:: DATASET ROWS ::
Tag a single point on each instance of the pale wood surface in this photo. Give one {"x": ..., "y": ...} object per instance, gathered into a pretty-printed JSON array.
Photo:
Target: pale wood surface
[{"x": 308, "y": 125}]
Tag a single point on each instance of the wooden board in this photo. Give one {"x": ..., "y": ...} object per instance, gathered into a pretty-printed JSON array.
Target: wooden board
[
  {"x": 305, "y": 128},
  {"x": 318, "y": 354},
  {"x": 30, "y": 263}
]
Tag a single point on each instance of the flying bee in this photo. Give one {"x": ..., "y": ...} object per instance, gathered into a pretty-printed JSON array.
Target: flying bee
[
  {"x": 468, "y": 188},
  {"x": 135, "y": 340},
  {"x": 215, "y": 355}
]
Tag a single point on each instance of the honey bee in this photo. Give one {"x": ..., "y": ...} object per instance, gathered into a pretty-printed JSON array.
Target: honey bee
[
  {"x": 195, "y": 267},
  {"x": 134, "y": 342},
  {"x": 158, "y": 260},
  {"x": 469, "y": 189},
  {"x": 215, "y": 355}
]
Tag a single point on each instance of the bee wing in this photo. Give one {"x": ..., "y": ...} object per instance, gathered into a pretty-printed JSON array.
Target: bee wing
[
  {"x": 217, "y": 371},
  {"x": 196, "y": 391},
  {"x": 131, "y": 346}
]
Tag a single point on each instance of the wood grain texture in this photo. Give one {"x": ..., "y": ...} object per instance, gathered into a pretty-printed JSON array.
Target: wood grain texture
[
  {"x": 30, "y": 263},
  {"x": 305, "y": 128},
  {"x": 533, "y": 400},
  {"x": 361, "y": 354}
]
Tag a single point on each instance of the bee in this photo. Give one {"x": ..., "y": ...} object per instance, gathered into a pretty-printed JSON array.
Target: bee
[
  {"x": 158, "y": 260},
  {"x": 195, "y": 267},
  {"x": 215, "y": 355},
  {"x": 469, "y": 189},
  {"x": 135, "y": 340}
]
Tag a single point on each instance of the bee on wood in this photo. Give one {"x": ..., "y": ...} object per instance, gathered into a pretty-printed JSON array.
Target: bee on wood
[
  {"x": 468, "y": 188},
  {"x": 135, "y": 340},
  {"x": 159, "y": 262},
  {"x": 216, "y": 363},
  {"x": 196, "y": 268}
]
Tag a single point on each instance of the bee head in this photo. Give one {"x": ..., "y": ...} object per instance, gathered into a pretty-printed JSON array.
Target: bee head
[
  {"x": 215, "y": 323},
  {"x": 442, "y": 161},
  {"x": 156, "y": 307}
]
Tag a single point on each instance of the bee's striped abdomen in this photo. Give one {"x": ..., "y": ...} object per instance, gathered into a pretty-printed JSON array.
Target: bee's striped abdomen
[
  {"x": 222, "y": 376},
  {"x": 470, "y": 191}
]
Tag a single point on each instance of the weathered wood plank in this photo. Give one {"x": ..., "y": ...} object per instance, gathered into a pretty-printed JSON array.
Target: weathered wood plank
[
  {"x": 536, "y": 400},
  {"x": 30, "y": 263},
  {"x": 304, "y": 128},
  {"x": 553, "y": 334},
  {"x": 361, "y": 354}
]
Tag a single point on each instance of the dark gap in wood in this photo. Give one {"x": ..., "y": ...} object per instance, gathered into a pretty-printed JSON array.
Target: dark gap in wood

:: DIRECTION ::
Retype each record exactly, leaving nothing out.

:: ANSWER TO THE PROBLEM ::
Tag a single point on each instance of the pale wood surface in this photo. Give one {"x": ..., "y": ...} object per instance, gathered into a pretty-printed JSON array.
Photo:
Target: pale wood surface
[{"x": 308, "y": 125}]
Tag a single point on each instance of the wooden board in this photo. Give one {"x": ..., "y": ...} object per instance, gathered into a pretty-printed JSON array.
Target: wooden board
[
  {"x": 305, "y": 128},
  {"x": 318, "y": 354},
  {"x": 30, "y": 263}
]
Tag a single point on each instance of the flying bee in this photo. Give one {"x": ..., "y": ...} object per instance, gathered into a pretty-printed JSON array.
Target: flying bee
[
  {"x": 468, "y": 188},
  {"x": 135, "y": 340},
  {"x": 215, "y": 355}
]
Tag a single point on each instance of the honey bee in this photo. Give one {"x": ..., "y": ...} object per instance, gathered into a pretty-printed JSON array.
Target: honey bee
[
  {"x": 195, "y": 267},
  {"x": 134, "y": 342},
  {"x": 158, "y": 260},
  {"x": 469, "y": 189},
  {"x": 215, "y": 355}
]
Tag a single point on each instance of the bee wing in this photo. Give one {"x": ..., "y": ...} object per instance, gathered into a pretty-printed JSON array.
Target: bee wing
[
  {"x": 217, "y": 371},
  {"x": 196, "y": 391},
  {"x": 131, "y": 346}
]
Tag a single point on each instance of the wood grain texture in this photo. Give one {"x": ..., "y": ...} object per instance, gathered into a pretty-printed JSON array.
Target: wood grain texture
[
  {"x": 30, "y": 263},
  {"x": 305, "y": 128},
  {"x": 533, "y": 400},
  {"x": 361, "y": 354}
]
Tag a single point on each instance of the bee in this photo. Give one {"x": ..., "y": ...} object per instance, gathered into a pretty-printed JSON array.
Target: bee
[
  {"x": 158, "y": 260},
  {"x": 195, "y": 267},
  {"x": 215, "y": 355},
  {"x": 469, "y": 189},
  {"x": 135, "y": 340}
]
Tag a single point on each instance of the bee on wood in this photo. Give one {"x": ..., "y": ...} object per instance, gathered into a pretty-printed JSON array.
Target: bee on wood
[
  {"x": 468, "y": 188},
  {"x": 135, "y": 340},
  {"x": 159, "y": 262},
  {"x": 216, "y": 363},
  {"x": 196, "y": 268}
]
Tag a single point on each instance of the bee head in this photo. Give one {"x": ..., "y": ...} object per instance, gathered into a pretty-printed JSON array.
Target: bee head
[
  {"x": 215, "y": 323},
  {"x": 442, "y": 161},
  {"x": 156, "y": 307}
]
Tag a single point on each instance of the bee's striped abdomen in this photo. Give one {"x": ..., "y": ...} object per instance, gathered into a pretty-printed JSON array.
Target: bee's striped abdomen
[
  {"x": 222, "y": 376},
  {"x": 470, "y": 191}
]
Tag a single point on each instance of the weathered wood plank in this photo. Give one {"x": ..., "y": ...} object per instance, gathered into a pretty-printed JSON array.
Target: weathered wood plank
[
  {"x": 536, "y": 400},
  {"x": 30, "y": 263},
  {"x": 304, "y": 128},
  {"x": 553, "y": 334},
  {"x": 361, "y": 354}
]
Tag a single point on each instance of the dark gap in wood in this photo. Give one {"x": ..., "y": ...} object per instance, gathered into a pretty-printed JSON array.
Target: dark gap in wood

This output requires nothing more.